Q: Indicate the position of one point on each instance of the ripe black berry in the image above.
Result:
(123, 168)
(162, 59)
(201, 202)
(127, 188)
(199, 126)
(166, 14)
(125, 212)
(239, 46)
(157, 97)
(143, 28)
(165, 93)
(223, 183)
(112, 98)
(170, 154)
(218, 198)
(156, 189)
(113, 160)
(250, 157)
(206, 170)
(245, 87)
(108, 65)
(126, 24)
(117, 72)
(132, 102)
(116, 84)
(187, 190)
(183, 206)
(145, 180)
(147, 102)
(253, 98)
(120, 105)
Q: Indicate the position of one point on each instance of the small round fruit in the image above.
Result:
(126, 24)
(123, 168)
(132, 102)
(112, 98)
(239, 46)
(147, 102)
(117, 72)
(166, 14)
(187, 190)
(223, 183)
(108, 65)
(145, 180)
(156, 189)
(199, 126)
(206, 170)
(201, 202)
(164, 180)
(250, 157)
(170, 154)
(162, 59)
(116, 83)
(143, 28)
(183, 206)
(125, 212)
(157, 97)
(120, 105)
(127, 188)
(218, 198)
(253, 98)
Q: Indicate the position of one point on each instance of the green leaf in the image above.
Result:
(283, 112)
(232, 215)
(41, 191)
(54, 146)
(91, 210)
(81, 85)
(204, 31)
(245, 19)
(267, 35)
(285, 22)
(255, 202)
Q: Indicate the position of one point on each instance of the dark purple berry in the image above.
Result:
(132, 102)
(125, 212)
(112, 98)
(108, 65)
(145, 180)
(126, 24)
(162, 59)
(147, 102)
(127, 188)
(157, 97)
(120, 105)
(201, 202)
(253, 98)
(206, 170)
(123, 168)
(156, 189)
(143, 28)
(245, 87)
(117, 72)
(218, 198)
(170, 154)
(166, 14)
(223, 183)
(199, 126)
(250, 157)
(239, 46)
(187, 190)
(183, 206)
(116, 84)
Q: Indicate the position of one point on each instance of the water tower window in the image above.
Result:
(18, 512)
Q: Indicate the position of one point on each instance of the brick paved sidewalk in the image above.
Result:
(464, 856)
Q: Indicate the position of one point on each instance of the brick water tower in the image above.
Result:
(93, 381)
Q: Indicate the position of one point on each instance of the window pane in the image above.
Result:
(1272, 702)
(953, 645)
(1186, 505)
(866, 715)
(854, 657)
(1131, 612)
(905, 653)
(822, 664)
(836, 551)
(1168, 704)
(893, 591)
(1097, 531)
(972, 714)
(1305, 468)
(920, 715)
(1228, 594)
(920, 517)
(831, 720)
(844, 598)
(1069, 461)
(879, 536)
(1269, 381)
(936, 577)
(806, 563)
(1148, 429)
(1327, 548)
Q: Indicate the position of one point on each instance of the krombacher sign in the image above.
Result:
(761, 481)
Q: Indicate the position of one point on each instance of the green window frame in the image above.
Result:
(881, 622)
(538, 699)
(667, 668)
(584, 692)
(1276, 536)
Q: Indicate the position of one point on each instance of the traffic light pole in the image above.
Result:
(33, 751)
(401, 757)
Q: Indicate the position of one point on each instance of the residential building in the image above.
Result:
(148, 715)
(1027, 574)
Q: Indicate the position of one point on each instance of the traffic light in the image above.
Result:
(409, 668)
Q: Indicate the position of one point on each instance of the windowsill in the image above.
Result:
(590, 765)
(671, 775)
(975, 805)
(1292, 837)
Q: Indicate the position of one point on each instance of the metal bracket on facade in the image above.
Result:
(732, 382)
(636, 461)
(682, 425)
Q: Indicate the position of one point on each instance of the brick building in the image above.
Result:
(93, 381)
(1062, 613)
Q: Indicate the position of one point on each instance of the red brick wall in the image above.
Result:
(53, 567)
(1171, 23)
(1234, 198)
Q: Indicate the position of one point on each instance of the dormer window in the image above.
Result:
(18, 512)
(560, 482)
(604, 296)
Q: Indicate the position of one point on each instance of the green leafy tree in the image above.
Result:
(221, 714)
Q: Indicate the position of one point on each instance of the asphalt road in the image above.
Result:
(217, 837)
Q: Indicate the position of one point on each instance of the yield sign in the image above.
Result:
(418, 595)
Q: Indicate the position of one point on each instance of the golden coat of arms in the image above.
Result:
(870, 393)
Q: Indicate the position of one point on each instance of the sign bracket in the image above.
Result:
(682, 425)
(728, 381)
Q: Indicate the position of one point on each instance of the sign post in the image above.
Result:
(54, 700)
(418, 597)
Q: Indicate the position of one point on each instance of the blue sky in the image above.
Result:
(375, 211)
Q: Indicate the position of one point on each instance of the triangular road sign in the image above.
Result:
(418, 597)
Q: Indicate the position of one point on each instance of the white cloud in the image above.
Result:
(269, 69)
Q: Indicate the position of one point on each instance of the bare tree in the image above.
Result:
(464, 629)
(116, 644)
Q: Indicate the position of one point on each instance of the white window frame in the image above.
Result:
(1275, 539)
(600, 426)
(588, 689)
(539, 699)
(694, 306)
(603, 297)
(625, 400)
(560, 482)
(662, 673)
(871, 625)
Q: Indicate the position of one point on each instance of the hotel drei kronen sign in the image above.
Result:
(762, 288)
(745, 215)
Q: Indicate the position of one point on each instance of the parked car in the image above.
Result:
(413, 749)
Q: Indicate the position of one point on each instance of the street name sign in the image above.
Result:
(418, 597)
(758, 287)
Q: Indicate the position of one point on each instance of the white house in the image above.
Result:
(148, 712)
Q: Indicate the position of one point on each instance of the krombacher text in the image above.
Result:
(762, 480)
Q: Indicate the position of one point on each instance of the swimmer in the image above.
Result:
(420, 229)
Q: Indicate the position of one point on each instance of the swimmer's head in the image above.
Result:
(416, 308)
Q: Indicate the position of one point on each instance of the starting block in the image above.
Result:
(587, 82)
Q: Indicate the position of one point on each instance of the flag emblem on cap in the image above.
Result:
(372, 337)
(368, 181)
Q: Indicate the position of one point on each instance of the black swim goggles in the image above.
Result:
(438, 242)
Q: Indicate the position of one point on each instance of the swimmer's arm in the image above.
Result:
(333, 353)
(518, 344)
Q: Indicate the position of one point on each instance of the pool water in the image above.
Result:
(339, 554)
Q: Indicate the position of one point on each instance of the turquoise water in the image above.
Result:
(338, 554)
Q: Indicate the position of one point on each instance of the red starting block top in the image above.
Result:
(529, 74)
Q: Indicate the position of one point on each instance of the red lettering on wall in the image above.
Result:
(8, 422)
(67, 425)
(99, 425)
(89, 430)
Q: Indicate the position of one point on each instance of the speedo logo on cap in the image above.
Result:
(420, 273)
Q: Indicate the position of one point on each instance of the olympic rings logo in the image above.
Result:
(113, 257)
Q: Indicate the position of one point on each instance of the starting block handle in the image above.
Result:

========================

Written instruction
Copy out each line above, character for character.

Response to the exercise
Q: Indicate the position of one point on each instance of the ripe black berry in the image above.
Result:
(123, 168)
(162, 59)
(201, 202)
(127, 188)
(199, 126)
(166, 14)
(125, 212)
(239, 46)
(157, 97)
(143, 28)
(165, 93)
(223, 183)
(112, 98)
(170, 154)
(218, 198)
(156, 189)
(113, 160)
(250, 157)
(206, 170)
(245, 87)
(108, 65)
(126, 24)
(117, 72)
(132, 102)
(116, 84)
(187, 190)
(183, 206)
(145, 180)
(147, 102)
(253, 98)
(120, 105)
Q: Indicate the position of one point on each instance of the small round fruit in the image above.
Result:
(126, 24)
(123, 168)
(132, 102)
(112, 98)
(239, 46)
(147, 102)
(117, 72)
(166, 14)
(187, 190)
(223, 183)
(108, 65)
(145, 180)
(156, 189)
(199, 126)
(206, 170)
(201, 202)
(164, 180)
(250, 157)
(170, 154)
(162, 59)
(116, 83)
(143, 28)
(183, 206)
(125, 212)
(157, 97)
(120, 105)
(127, 188)
(218, 198)
(253, 98)
Q: Indicate the position of one point on each instance of the green leaf in the image above.
Result:
(283, 112)
(232, 215)
(41, 191)
(54, 146)
(91, 210)
(81, 85)
(204, 31)
(245, 19)
(267, 35)
(285, 22)
(255, 202)
Q: Indicate the position of one point on each instance of the dark purple berry in the image above.
Result:
(132, 102)
(125, 212)
(112, 98)
(108, 65)
(145, 180)
(126, 24)
(162, 59)
(147, 102)
(127, 188)
(157, 97)
(120, 105)
(201, 202)
(253, 98)
(206, 170)
(123, 168)
(156, 189)
(143, 28)
(245, 87)
(117, 72)
(218, 198)
(170, 154)
(166, 14)
(223, 183)
(199, 126)
(250, 157)
(239, 46)
(187, 190)
(183, 206)
(116, 84)
Q: Indicate the position of one point on each instance of the water tower window in the image above.
Result:
(18, 512)
Q: Indicate the position of one point on each instance of the brick paved sidewalk in the image above.
Result:
(464, 856)
Q: Indicate the position of one point on each instance of the brick water tower in the image above.
Result:
(93, 381)
Q: Indicate the position of one point on each instance of the window pane in the image above.
Result:
(1272, 702)
(953, 645)
(1186, 505)
(866, 715)
(854, 657)
(1131, 612)
(905, 653)
(822, 664)
(836, 551)
(1168, 704)
(893, 591)
(1097, 531)
(972, 714)
(1305, 468)
(920, 715)
(1228, 594)
(920, 517)
(831, 720)
(844, 598)
(1069, 461)
(879, 536)
(1269, 381)
(936, 577)
(806, 563)
(1148, 429)
(1327, 548)
Q: Indicate the position of one point on each instance of the krombacher sign in the image above.
Result:
(761, 481)
Q: Indicate the position of one point on each instance of the green window frame in the image above.
Result:
(881, 622)
(538, 699)
(667, 668)
(584, 692)
(1276, 536)
Q: Indicate the position of one point on each instance of the traffic light pole in the image above.
Result:
(33, 751)
(401, 757)
Q: Indicate the position of one point on each instance of the residential building in the image above.
Result:
(148, 715)
(1027, 574)
Q: Indicate the position of one point on each instance of the traffic light in the image above.
Result:
(409, 668)
Q: Indicate the position of one point on each instance of the windowsill in the image above.
Result:
(590, 765)
(671, 775)
(975, 805)
(1292, 837)
Q: Indicate the position of one point on each instance of the metal bracket on facade in the image above.
Result:
(732, 382)
(636, 461)
(682, 425)
Q: Indicate the position of one point on each instance of the brick building in the image above.
Result:
(93, 381)
(1062, 613)
Q: Indicate the position of one point on each instance of the red brick wall in the image above.
Result:
(53, 567)
(1171, 23)
(1234, 198)
Q: Indicate the position of one point on each instance of the dormer window in the image above.
Result:
(18, 512)
(560, 482)
(604, 296)
Q: Indicate the position of one point on each instance of the green leafy tree in the image above.
Result:
(221, 714)
Q: Indicate the position of one point on each instance of the asphalt road in the image above.
Result:
(217, 837)
Q: Indicate the position of one point on each instance of the yield sign in the image above.
Result:
(418, 595)
Q: Indicate the position of one point on each instance of the golden coat of arms in the image above.
Result:
(870, 393)
Q: Indicate the position of one point on each instance of the sign bracket in the image above.
Result:
(682, 425)
(728, 381)
Q: Indicate the position of one point on each instance of the sign post in the image above.
Result:
(54, 700)
(418, 597)
Q: Indicate the position of one point on each instance of the blue sky in the image above.
Result:
(375, 211)
Q: Indicate the position of one point on each instance of the triangular road sign in the image above.
Result:
(418, 597)
Q: Indicate the position of one point on each instance of the white cloud in the image above.
Result:
(269, 69)
Q: Indicate the position of one point on each instance of the bare tree in the image above.
Result:
(464, 629)
(116, 644)
Q: Indicate the position of one point on each instance of the white window frame in the image above.
Result:
(1275, 539)
(600, 426)
(588, 689)
(539, 699)
(694, 306)
(603, 297)
(625, 400)
(560, 482)
(662, 673)
(871, 625)
Q: Indicate the position of one point on each instance of the hotel drei kronen sign in the image above.
Result:
(762, 288)
(745, 215)
Q: Indicate the position of one point on each instance of the parked car in the image above.
Result:
(413, 749)
Q: Indicate the position of one point on each instance of the street name sign in the image above.
Result:
(418, 597)
(758, 287)
Q: Indicate the position of one point on each instance of the white house in the image above.
Result:
(148, 712)
Q: Indicate the position of one point on each instance of the krombacher text in the image above.
Result:
(762, 480)
Q: Indicate the position of one point on each instance of the swimmer in the image above.
Result:
(420, 229)
Q: Indicate the position of one point on each instance of the swimmer's head in the image above.
Result:
(416, 308)
Q: Indicate the position of one point on each instance of the starting block in the image above.
Result:
(587, 82)
Q: Indicate the position of one point on each instance of the flag emblem on cap in the image above.
Result:
(372, 337)
(368, 181)
Q: Indicate the position of one point on each instance of the black swim goggles in the image above.
Result:
(438, 242)
Q: Indicate the position of one point on each instance of the swimmer's arm in the image above.
Result:
(333, 353)
(518, 344)
Q: Indicate the position of one point on each instance of the pool water in the image above.
Result:
(339, 554)
Q: Indicate the position of one point on each instance of the turquoise water in the image above.
Result:
(338, 554)
Q: Indicate the position of one point on each instance of the red starting block top in the image above.
Result:
(529, 74)
Q: Indicate the position of one point on each instance of the red lettering on wall in the image above.
Result:
(8, 422)
(67, 425)
(99, 425)
(89, 430)
Q: Indicate the position of one point on each instance of the speedo logo on cap in the image above.
Result:
(420, 273)
Q: Indicate the position of one point on each instance of the olympic rings logo in the image above.
Result:
(113, 257)
Q: Indicate the position of one point on each instance of the starting block handle in the image above.
Result:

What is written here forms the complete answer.